* [WORK TO COMPLETE]:
Please filter the rows below down to only the lines that contain the string "cycling", and copy each of those lines unchanged.

* [DATA PROVIDED]:
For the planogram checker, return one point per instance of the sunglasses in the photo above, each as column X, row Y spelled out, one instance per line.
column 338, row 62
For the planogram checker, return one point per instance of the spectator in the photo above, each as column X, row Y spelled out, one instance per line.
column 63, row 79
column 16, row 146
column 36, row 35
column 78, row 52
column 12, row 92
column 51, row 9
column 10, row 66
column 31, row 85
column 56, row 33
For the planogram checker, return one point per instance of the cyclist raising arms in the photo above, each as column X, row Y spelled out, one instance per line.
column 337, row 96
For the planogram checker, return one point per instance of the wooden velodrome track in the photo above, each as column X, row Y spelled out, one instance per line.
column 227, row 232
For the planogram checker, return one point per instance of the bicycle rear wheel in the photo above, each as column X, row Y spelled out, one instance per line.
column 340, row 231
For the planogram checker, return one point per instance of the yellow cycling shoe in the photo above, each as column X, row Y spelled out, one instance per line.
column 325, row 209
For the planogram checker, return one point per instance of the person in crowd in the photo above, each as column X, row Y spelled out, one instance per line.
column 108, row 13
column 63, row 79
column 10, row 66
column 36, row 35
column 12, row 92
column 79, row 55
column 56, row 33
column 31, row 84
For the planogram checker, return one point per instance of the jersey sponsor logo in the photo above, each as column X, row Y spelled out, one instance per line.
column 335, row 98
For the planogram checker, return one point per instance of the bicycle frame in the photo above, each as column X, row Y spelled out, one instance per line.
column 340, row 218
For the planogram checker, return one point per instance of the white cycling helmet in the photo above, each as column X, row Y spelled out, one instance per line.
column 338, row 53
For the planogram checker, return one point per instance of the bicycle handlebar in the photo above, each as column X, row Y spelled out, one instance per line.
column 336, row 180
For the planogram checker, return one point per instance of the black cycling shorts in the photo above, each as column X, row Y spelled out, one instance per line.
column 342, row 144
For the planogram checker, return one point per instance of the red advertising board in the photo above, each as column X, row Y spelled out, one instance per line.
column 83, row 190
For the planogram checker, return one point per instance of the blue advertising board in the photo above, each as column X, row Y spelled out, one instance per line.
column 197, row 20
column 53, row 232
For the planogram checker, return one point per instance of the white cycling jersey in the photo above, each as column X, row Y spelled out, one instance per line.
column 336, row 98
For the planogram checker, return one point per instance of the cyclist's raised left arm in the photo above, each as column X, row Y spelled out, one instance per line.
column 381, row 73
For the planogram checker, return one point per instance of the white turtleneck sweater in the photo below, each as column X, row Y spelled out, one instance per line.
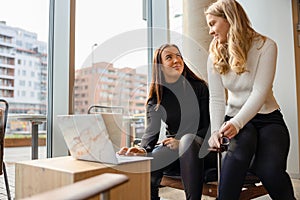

* [EXERCISE RESPONSE]:
For the planogram checker, return one point per instance of the yellow cycling shoe in the photo above, each as column X, row Y spelled out, one instance per line.
For the planogram checker, return one point per instance of the white cycling helmet in the photo above, each as column X, row Y spelled out, one instance per line.
For the planogram checker, return one point per instance of the black cycling shorts in the photo above, each as column X, row Y spelled out, one instance per line.
For the planogram checker, return one point per instance of the white cycling jersey in the photo above, each as column X, row Y spelled out, one instance per line.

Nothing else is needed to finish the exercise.